Pull out each line of the records below that contains the word "framed", and copy those lines in the order they appear.
### Stored records ###
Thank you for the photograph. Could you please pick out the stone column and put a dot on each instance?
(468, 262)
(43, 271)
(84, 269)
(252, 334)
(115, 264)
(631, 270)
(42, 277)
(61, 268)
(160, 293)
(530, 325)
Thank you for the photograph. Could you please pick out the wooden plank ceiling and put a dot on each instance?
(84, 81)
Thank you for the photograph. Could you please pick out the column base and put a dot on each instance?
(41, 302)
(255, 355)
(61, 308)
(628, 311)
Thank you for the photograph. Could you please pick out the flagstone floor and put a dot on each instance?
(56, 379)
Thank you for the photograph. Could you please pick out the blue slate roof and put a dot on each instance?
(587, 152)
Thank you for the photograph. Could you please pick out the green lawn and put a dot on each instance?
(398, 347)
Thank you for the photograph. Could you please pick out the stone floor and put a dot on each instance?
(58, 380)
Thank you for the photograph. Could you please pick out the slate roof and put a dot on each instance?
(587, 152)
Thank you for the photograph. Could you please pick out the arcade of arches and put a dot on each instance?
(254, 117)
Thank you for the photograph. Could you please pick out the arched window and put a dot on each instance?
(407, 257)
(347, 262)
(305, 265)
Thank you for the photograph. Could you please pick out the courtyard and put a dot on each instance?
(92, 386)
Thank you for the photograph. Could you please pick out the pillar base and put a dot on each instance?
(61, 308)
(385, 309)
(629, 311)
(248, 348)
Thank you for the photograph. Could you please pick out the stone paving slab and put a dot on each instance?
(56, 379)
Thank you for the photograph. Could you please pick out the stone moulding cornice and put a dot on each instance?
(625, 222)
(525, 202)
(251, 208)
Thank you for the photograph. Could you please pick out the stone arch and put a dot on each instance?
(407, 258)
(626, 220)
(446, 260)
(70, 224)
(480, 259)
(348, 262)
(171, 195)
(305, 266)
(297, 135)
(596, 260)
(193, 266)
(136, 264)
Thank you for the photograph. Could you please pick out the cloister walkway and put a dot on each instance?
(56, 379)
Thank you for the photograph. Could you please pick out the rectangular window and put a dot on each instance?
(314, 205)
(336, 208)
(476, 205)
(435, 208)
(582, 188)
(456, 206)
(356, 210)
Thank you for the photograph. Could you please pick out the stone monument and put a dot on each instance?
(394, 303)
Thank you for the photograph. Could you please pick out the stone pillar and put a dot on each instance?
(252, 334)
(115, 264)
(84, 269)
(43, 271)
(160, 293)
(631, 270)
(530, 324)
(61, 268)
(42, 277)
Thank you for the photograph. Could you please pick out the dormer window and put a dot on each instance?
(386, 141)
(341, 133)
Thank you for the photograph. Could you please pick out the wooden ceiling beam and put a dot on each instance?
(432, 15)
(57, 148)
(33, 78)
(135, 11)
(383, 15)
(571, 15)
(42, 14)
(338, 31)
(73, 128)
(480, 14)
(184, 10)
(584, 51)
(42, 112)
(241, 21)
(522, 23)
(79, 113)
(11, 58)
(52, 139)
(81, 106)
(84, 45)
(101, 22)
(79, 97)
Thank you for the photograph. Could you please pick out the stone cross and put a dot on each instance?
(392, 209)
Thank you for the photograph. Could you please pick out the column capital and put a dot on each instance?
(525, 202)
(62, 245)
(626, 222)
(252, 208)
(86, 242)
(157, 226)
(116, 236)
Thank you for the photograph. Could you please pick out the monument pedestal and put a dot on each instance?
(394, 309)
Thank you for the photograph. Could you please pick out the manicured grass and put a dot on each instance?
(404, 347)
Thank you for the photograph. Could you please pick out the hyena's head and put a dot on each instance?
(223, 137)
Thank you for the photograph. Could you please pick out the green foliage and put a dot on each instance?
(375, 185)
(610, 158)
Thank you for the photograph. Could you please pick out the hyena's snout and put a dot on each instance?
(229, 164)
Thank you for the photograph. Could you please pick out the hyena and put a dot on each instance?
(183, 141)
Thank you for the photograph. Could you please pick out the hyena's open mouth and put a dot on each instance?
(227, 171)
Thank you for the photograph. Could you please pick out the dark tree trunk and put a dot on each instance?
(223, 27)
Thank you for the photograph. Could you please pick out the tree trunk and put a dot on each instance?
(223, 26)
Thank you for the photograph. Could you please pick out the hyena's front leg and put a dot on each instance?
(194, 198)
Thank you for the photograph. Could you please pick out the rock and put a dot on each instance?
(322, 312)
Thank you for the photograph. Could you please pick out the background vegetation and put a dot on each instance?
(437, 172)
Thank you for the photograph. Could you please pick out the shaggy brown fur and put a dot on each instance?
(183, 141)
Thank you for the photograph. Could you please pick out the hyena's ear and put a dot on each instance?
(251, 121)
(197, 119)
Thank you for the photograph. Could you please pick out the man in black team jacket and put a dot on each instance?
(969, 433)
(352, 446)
###
### Stored records ###
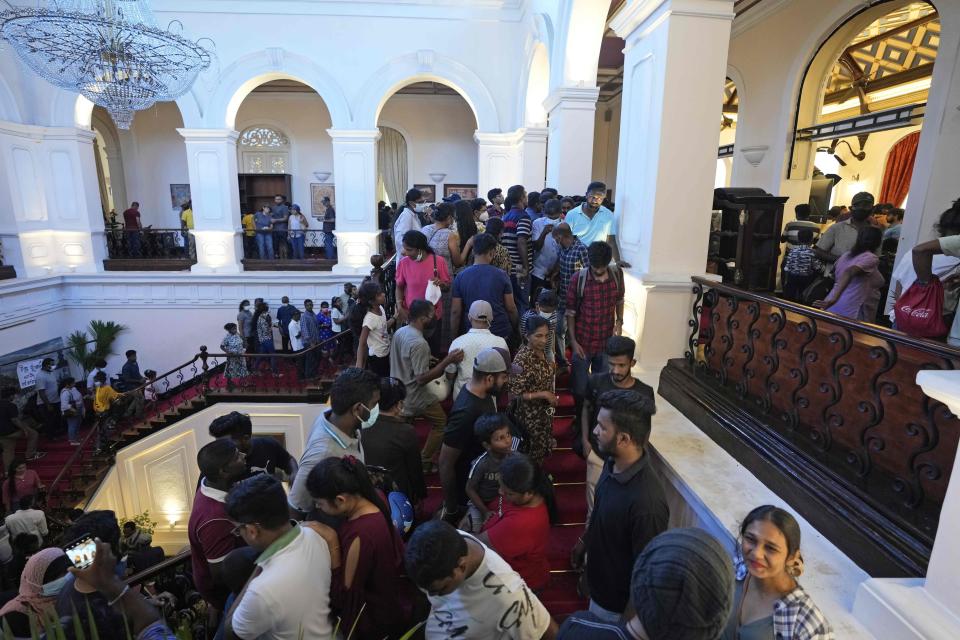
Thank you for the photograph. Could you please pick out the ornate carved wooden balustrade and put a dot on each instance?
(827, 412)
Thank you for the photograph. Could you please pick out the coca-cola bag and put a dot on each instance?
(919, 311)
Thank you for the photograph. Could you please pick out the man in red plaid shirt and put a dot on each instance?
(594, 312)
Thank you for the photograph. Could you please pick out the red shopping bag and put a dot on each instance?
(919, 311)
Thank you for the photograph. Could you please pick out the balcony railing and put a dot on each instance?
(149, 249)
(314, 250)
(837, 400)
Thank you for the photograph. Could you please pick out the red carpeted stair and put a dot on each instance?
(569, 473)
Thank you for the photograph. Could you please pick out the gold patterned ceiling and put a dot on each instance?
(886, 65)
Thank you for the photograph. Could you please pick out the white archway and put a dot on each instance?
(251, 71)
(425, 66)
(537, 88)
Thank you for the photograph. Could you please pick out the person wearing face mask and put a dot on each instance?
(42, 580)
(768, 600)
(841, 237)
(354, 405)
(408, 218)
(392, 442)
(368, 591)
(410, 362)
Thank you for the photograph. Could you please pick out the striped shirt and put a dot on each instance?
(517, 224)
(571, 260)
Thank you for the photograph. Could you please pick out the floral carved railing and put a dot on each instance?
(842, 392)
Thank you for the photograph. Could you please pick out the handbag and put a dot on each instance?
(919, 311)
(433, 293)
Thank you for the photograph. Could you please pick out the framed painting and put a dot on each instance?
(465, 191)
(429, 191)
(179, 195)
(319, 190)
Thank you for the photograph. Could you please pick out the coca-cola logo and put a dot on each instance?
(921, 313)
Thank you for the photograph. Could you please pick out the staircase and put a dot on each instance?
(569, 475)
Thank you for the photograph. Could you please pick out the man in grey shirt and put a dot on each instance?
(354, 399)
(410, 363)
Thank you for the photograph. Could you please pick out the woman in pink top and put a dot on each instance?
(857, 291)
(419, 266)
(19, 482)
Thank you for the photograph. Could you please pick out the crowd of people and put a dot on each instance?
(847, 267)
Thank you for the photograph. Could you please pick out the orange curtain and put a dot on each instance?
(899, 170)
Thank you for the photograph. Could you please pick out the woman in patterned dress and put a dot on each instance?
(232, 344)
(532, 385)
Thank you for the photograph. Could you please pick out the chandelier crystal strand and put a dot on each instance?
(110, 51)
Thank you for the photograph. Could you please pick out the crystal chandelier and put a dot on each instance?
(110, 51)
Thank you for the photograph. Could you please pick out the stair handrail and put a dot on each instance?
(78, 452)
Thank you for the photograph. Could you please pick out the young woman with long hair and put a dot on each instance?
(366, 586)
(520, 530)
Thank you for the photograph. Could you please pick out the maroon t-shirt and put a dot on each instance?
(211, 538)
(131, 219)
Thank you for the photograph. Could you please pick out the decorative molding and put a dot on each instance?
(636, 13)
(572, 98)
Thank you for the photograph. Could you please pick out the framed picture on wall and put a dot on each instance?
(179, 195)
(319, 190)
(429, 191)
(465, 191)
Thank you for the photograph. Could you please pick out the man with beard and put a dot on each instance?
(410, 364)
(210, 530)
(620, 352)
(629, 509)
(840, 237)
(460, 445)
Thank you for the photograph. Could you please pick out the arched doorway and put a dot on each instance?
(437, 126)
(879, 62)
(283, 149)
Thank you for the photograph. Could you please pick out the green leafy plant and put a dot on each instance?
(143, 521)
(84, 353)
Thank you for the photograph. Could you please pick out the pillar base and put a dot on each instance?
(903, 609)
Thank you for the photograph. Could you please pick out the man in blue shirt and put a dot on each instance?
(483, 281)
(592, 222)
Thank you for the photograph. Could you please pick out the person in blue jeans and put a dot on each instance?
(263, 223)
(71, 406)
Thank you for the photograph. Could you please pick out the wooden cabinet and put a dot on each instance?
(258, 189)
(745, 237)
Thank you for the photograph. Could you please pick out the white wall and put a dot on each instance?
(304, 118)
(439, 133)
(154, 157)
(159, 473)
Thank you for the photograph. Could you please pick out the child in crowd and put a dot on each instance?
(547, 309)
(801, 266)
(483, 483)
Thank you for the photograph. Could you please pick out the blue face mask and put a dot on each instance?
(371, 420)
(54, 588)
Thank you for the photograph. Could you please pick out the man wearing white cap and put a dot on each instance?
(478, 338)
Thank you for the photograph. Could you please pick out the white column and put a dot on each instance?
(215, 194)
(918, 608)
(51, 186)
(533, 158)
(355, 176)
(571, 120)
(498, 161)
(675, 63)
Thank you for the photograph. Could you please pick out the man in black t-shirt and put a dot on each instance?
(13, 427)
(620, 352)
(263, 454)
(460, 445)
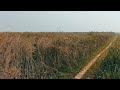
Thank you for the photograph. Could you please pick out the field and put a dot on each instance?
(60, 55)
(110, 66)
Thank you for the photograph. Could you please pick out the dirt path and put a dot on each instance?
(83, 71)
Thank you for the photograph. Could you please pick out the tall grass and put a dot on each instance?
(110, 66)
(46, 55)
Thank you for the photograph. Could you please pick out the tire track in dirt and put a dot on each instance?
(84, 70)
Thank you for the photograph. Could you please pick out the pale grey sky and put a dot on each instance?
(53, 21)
###
**Solved exercise:**
Thank you for the photograph. Could you please pick out the framed painting and put a dot on each instance?
Thank you for the photograph. Could you please pick out the framed picture on wall and put a dot on each instance?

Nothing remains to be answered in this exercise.